#### Extracted data
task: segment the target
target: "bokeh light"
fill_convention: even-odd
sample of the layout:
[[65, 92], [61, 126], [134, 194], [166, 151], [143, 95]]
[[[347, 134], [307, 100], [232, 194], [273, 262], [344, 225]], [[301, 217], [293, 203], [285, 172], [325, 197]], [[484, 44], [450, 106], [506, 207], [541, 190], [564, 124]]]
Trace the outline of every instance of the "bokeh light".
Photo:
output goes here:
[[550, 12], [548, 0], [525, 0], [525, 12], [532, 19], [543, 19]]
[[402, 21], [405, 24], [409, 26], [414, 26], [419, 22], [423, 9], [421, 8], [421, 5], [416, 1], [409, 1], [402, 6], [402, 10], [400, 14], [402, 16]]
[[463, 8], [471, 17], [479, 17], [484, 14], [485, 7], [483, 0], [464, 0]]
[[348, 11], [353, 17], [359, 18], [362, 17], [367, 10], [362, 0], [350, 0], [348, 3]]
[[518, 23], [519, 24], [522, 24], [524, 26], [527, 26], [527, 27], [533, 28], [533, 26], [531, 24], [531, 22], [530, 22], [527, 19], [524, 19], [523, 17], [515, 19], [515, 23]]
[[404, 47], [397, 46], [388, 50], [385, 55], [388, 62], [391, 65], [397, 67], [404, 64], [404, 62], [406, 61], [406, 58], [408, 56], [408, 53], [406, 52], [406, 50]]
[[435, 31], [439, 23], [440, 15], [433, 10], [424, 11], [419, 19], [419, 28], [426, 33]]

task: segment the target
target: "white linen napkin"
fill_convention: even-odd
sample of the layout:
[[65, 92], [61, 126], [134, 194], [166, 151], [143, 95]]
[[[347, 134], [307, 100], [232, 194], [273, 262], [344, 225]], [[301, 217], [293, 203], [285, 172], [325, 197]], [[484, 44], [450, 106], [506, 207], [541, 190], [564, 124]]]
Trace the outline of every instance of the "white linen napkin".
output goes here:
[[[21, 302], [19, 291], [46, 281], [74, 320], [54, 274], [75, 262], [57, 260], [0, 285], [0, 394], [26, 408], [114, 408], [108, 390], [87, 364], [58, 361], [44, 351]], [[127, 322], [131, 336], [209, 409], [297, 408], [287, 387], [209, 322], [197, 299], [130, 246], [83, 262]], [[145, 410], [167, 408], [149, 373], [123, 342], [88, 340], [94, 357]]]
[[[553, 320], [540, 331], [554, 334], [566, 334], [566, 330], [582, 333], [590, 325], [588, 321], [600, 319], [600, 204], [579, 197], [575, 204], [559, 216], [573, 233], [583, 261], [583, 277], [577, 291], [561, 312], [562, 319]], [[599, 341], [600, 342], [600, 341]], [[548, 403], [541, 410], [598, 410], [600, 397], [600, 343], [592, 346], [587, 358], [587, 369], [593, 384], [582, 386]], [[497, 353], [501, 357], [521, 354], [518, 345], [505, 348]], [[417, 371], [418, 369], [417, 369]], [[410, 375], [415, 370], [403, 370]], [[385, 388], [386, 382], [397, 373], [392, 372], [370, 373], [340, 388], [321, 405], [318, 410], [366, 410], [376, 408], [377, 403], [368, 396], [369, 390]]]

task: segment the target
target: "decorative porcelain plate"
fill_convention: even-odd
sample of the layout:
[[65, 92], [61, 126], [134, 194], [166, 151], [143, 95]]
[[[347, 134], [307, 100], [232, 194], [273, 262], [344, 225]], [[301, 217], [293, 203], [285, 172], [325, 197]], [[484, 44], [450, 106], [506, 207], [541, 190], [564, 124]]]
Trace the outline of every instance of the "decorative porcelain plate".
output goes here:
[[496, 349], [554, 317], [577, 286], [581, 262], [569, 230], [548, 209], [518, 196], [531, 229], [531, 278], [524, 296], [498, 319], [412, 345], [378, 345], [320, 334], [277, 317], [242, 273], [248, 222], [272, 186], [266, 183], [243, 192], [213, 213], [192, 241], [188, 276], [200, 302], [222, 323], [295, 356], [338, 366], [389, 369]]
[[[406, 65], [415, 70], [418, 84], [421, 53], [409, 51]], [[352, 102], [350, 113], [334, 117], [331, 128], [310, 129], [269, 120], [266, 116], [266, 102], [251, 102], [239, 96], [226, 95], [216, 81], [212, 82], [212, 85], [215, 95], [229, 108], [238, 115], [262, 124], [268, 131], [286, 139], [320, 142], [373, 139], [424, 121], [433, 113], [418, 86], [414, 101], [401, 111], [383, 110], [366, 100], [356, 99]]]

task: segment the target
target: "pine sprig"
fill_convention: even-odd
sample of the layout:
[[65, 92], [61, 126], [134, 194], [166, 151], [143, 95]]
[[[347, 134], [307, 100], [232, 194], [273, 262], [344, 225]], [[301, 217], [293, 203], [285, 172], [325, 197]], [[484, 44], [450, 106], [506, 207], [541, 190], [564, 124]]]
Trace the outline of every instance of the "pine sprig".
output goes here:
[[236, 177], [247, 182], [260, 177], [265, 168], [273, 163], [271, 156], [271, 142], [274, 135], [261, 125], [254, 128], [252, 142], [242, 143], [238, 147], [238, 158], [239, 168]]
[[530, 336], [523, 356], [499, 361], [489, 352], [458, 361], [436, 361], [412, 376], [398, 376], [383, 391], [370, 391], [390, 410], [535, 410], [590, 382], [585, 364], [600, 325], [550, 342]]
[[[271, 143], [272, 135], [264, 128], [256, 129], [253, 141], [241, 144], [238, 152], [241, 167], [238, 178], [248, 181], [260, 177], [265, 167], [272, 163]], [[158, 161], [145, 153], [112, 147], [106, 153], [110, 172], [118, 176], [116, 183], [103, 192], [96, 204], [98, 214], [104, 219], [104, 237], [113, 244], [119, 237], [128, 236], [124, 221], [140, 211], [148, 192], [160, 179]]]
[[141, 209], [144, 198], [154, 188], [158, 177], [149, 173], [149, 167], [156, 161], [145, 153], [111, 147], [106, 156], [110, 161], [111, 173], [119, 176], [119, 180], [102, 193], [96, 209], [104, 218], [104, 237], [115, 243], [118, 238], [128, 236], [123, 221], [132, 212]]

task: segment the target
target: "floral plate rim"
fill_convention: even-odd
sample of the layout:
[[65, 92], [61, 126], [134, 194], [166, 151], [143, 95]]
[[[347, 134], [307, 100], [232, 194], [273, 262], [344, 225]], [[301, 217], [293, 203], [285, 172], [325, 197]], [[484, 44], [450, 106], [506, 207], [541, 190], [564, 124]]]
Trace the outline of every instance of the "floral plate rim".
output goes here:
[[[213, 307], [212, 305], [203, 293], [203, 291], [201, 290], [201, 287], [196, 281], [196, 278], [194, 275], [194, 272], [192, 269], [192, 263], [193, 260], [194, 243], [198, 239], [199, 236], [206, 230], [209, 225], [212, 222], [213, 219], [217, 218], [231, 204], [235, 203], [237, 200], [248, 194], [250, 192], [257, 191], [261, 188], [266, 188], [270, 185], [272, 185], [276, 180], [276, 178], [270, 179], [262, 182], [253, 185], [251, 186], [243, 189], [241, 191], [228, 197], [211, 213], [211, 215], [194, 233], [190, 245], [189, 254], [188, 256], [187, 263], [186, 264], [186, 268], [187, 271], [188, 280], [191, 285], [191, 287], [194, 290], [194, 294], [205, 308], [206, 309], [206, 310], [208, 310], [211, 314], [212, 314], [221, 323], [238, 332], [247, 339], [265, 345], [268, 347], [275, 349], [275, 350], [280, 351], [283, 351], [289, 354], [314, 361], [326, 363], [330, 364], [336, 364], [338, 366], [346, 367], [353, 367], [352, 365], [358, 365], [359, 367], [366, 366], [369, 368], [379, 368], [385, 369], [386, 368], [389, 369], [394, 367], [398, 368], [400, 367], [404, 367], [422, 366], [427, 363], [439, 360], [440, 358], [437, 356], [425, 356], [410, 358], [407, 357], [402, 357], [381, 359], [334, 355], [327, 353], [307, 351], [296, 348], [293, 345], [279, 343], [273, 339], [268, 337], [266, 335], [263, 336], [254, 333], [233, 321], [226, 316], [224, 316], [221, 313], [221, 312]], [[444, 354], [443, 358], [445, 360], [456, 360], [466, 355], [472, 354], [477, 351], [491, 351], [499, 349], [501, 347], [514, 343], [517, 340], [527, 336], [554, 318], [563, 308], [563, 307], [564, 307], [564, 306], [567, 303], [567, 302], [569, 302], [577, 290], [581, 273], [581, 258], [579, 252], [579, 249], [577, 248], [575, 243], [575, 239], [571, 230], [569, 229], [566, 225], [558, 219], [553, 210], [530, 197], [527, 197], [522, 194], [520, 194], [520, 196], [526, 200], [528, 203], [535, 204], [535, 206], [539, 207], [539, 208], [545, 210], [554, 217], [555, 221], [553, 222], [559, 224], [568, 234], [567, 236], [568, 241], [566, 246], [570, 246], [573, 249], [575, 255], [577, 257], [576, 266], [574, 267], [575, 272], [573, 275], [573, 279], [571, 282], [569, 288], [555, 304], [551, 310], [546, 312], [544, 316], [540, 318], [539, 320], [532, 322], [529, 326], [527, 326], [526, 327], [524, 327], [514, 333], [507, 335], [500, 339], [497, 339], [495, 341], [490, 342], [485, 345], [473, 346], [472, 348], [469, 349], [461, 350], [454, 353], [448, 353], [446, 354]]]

#### Problem to work on
Pull out every line of the data above that contains the word "floral", treating uppercase and lowercase as different.

#### Complete response
target: "floral plate rim"
Trace the outline of every instance of the "floral plate rim".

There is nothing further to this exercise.